-- start of Excerpt to read --

Venus Laowa 100 mm f/2.8 CA-Dreamer Macro 2x,
tested at 1x
On earlier pages, I discussed the Laowa 60 mm f/2.8 2x and Oshiro 60 mm f/2.8 2x lenses, and their performance. These lenses, introduced in 2016 or 2017, are two of the earliest models of macro lenses capable of focusing from infinity to 2x. Although innovative, these two lens models suffer from an excessive amount of geometric distortion, curvature of field and chromatic aberration, compared to the macro lenses of most brands, which typically display very minor amounts of these aberrations.
Laowa subsequently introduced several additional models of macro lenses capable of focusing between infinity and a magnification of 2x, as well as macro lenses of additional focal lengths, types and magnification ranges, showing that this company is determined to fill multiple market niches for macro lenses. So far, all these lenses have manual focus, and most also a manual aperture, but there are signs that Laowa plans to continue expanding and improving its range of macro lenses. At present, the Laowa macro lenses include the following models, in order of increasing focal length:
65mm f/2.8 2x Ultra Macro APO (∞-2x, APS-C mirrorless only)
85mm f/5.6 2x Ultra Macro APO (∞-2x, full frame mirrorless only)

-- end of Excerpt to read --
-- start of Information given --

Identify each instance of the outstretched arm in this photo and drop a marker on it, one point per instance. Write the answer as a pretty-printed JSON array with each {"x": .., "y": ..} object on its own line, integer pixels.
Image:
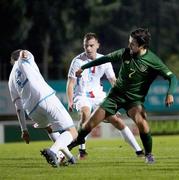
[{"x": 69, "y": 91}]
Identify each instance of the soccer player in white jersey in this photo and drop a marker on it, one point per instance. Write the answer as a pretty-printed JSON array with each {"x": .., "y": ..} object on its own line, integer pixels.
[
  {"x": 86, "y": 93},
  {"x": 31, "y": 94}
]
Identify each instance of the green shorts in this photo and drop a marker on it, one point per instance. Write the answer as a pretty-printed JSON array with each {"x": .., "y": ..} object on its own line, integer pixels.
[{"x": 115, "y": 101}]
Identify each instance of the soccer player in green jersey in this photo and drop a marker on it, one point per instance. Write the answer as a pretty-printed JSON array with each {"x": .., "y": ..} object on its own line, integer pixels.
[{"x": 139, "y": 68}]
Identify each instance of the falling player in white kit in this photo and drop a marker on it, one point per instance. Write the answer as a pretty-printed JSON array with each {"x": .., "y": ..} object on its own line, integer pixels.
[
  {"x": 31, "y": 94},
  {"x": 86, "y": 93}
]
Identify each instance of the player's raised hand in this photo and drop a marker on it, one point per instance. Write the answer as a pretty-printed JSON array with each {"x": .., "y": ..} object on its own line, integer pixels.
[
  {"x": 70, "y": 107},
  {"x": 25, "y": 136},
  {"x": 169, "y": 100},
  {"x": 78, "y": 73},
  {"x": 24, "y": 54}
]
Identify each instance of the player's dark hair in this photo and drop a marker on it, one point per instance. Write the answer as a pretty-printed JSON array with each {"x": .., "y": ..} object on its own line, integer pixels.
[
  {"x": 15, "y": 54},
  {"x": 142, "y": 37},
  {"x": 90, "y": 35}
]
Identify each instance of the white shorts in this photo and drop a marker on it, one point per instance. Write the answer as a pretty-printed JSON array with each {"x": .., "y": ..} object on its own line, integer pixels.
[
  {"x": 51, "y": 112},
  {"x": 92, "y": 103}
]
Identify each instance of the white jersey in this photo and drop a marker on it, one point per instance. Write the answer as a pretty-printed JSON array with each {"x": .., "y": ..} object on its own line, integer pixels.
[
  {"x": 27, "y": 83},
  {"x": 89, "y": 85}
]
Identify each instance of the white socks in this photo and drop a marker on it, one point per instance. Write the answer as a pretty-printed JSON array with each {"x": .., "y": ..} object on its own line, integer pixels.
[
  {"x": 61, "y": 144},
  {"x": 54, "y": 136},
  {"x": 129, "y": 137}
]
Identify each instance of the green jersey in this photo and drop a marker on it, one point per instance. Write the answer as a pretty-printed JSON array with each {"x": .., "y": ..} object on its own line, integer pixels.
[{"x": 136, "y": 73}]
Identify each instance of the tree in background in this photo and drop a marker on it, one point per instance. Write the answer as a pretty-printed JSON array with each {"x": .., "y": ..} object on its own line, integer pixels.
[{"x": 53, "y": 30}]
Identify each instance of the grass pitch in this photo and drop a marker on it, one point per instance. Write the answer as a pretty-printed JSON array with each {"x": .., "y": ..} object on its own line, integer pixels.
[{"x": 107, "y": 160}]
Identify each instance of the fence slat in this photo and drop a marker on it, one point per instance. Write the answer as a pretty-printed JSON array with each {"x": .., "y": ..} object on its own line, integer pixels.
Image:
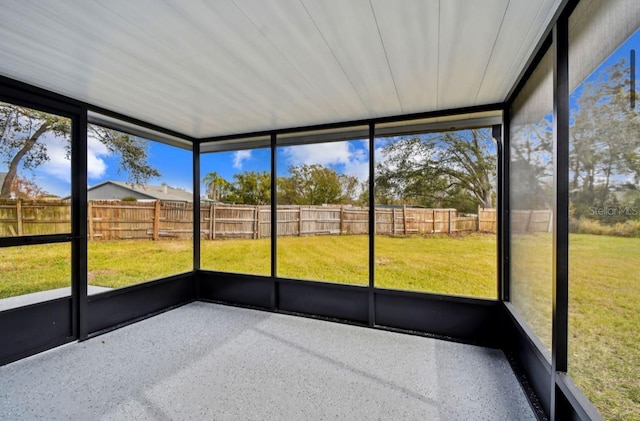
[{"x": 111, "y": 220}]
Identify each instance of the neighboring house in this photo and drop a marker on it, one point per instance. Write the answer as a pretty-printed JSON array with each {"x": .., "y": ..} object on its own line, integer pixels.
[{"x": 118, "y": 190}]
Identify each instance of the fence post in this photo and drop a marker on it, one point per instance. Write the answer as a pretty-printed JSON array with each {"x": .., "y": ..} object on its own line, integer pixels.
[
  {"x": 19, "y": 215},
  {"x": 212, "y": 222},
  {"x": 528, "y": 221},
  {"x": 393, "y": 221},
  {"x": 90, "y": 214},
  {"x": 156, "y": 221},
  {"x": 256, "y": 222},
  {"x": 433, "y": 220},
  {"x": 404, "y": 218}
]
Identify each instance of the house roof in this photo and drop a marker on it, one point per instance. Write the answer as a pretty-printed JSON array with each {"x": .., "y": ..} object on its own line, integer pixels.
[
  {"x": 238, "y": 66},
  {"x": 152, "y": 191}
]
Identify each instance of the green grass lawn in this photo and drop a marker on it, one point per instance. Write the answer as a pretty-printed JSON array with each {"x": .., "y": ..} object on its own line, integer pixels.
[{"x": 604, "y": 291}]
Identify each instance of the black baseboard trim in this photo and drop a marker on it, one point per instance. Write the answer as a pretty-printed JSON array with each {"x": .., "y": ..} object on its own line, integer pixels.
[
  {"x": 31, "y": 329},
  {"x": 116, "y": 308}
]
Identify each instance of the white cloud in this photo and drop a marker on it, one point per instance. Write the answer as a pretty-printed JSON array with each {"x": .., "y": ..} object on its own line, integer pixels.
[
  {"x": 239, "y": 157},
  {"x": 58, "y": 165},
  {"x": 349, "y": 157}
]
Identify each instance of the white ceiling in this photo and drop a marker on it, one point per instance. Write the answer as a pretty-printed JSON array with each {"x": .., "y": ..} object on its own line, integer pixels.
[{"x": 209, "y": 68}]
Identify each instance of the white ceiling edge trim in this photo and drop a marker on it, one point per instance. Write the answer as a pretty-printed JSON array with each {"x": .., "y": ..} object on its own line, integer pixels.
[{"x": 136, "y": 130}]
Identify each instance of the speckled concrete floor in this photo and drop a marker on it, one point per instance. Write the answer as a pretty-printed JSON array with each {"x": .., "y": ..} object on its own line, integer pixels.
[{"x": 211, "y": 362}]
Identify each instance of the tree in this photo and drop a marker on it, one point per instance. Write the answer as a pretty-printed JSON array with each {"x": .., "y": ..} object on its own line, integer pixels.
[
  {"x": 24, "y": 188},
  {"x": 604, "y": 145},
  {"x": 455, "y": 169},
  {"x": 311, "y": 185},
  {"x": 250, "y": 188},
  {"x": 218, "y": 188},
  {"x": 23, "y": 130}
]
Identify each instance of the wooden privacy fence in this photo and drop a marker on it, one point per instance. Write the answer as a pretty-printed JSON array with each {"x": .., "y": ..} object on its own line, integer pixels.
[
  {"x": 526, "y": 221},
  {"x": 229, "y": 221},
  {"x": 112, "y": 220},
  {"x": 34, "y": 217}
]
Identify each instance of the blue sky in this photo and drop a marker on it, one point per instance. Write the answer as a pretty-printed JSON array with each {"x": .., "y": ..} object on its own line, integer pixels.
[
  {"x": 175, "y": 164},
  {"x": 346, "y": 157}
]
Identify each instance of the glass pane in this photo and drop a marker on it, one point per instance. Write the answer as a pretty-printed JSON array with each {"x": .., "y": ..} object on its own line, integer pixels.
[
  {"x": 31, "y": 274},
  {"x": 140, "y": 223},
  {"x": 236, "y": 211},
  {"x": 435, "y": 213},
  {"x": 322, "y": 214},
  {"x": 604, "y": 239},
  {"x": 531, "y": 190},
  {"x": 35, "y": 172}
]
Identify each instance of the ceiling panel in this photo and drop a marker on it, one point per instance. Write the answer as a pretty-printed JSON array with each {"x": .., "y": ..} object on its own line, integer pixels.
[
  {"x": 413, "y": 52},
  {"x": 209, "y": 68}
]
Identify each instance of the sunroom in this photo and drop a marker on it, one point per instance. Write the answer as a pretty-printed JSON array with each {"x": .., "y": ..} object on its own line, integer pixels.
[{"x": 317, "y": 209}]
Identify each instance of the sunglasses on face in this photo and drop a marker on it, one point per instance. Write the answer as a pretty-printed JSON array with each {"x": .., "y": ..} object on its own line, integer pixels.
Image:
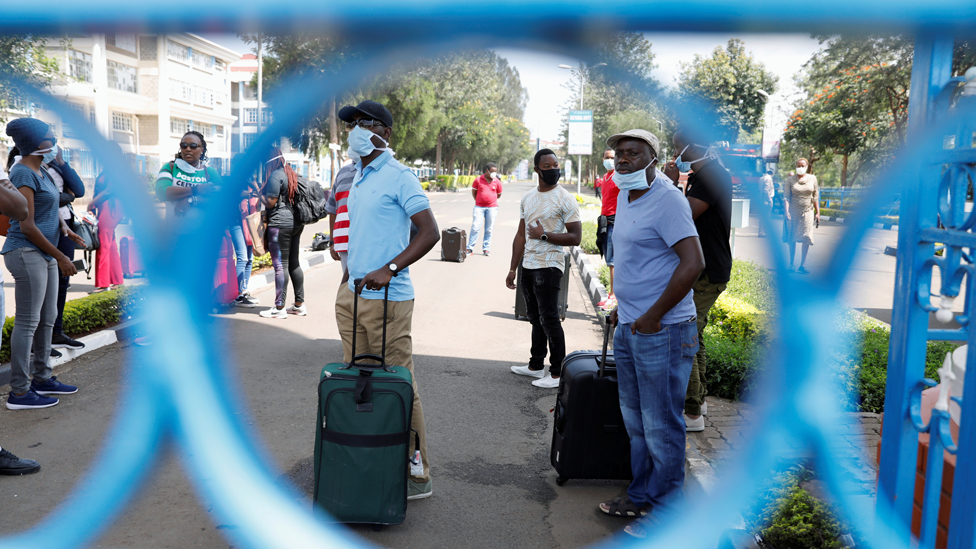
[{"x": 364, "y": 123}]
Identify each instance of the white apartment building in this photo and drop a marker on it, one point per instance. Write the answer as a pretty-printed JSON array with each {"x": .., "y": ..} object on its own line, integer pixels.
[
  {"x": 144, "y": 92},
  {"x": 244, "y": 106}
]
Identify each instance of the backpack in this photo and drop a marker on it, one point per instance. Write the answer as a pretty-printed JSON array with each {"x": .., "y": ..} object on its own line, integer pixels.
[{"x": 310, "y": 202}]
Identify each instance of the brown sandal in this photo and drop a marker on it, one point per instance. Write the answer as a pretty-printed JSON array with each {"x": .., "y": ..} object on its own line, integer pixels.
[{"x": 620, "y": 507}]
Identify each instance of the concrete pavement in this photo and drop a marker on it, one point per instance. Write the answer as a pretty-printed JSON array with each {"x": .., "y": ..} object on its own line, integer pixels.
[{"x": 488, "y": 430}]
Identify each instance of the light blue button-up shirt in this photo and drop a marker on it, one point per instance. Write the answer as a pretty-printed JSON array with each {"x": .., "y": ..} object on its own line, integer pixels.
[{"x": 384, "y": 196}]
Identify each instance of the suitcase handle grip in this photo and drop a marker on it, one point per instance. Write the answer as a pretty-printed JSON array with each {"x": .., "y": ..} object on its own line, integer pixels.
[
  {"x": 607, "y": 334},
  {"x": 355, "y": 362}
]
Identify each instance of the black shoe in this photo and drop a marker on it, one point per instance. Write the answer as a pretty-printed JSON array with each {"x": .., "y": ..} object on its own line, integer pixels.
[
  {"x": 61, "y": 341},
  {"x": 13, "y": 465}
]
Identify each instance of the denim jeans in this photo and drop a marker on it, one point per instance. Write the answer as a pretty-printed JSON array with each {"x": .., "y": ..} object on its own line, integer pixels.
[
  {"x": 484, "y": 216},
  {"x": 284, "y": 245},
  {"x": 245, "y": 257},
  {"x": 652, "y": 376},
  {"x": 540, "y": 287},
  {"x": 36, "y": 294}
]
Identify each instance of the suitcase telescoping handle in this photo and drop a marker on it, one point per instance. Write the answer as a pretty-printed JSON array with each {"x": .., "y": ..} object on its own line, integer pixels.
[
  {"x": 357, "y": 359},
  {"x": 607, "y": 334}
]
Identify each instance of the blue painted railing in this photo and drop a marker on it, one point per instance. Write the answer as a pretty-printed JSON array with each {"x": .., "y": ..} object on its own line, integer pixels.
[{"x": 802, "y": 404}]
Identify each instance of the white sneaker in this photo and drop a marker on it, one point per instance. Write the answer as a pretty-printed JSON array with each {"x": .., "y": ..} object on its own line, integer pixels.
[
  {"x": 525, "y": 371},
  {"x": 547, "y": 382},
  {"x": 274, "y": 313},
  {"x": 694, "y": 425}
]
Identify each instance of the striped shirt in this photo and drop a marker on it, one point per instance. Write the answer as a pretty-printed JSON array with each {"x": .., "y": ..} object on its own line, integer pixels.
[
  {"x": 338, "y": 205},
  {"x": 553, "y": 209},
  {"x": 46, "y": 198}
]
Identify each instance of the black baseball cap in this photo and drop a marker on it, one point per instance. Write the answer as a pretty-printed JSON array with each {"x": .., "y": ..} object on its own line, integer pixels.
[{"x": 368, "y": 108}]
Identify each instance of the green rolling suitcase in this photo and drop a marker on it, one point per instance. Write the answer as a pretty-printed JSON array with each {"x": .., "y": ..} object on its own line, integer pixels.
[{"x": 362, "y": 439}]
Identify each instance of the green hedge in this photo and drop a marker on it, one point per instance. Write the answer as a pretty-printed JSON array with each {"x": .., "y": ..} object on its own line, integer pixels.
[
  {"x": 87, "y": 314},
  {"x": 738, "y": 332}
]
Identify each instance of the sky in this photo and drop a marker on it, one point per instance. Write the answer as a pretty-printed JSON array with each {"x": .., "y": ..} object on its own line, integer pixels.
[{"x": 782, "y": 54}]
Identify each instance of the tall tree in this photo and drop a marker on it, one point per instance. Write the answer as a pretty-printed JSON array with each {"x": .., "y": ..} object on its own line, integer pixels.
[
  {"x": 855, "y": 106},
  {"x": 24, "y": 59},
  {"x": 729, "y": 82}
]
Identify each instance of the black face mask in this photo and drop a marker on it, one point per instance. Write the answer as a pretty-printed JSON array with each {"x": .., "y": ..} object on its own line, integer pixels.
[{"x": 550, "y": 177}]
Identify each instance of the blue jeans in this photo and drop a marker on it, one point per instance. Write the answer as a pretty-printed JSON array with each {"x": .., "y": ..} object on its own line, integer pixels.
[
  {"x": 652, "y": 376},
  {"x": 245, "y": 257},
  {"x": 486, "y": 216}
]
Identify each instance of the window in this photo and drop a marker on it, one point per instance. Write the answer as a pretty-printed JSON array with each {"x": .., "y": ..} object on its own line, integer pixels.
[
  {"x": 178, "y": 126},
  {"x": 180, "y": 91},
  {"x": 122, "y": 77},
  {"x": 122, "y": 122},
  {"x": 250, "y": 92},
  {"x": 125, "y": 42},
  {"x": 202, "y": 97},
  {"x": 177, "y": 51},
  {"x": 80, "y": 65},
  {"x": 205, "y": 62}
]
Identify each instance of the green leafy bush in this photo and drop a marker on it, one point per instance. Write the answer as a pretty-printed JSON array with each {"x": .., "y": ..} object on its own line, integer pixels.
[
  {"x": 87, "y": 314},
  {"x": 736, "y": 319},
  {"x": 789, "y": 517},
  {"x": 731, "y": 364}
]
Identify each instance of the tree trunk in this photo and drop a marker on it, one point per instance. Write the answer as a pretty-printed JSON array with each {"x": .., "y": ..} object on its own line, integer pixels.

-- end of Information given --

● **Required actions**:
[A] For each statement below, say whether it agrees with the lens review, answering yes or no and quoting the words from the review that decide it: (i) The Laowa 60 mm and Oshiro 60 mm lenses were introduced in 2016 or 2017. (ii) So far, the Laowa macro lenses have autofocus. (iii) The Laowa 65mm f/2.8 2x Ultra Macro APO is made for full frame mirrorless cameras only.
[B] According to the lens review, which aberrations do the Laowa 60 mm and Oshiro 60 mm lenses show in excessive amounts?
[C] Continue the lens review from the point where it stops.
The listing has no connection to the lens review.

● **Solved tasks**:
[A]
(i) Yes: "These lenses, introduced in 2016 or 2017"
(ii) No: "So far, all these lenses have manual focus"
(iii) No: "APS-C mirrorless only"

[B] Geometric distortion, curvature of field and chromatic aberration.

[C]
100mm f/2.8 2x Ultra Macro APO (the lens discussed on this page, ∞-2x, full frame)
The 100 mm f/2.8 lens discussed here has the longest focal length of these Laowa macro lenses. Macro lenses of longer focal lengths, especially 150, 180 and 200 mm, are or were made by other brands, but they only reach 1x. Several macro lenses, mostly legacy models, only focus from infinity to 0.5x or thereabout, and require an extension tube or a "macro extender" containing optical elements to reach 1x.
While macro lenses typically reach at most 1x, a couple of current macro lenses of short focal lengths, made mainly by Olympus and Canon, focus from infinity to slightly more than 1x, thereby slightly bridging from the macrophotography to the photomacrography range (defined herein as above 1x). Canon and Zhongyi make specialized photomacrography lenses capable of 1x-5x magnification. Dozens of legacy bellows lens models also cover the photomacrography range to varying extents, but require bellows or other devices for operation.
Laowa 100 mm in Nikon F mount
With a barrel length of 127 mm (in Nikon F mount) and a 67 mm filter mount, this is a rather large and long lens (Figure 1). At 656 g, this is also a rather heavy lens.
A serious drawback of this lens is that it comes without a tripod collar, and also lacks a dedicated groove for mounting a collar onto the lens barrel. At least two types of Laowa-branded collars for this lens are available (one of them with a coarse metal surface inside the collar and puzzlingly devoid of the customary hard‑plastic padding). Some buyers complain that the diameter of the collar is excessively wide, and even when fully tightened the collar slides freely off the lens barrel. A picture on a Laowa web site shows the collar mounted on the ring located between the aperture ring and focus ring, which is the only place available for a collar on versions of this lens for mirrorless cameras. In any case, these collars are clearly an afterthought and designed after the lens barrel had already been finalized.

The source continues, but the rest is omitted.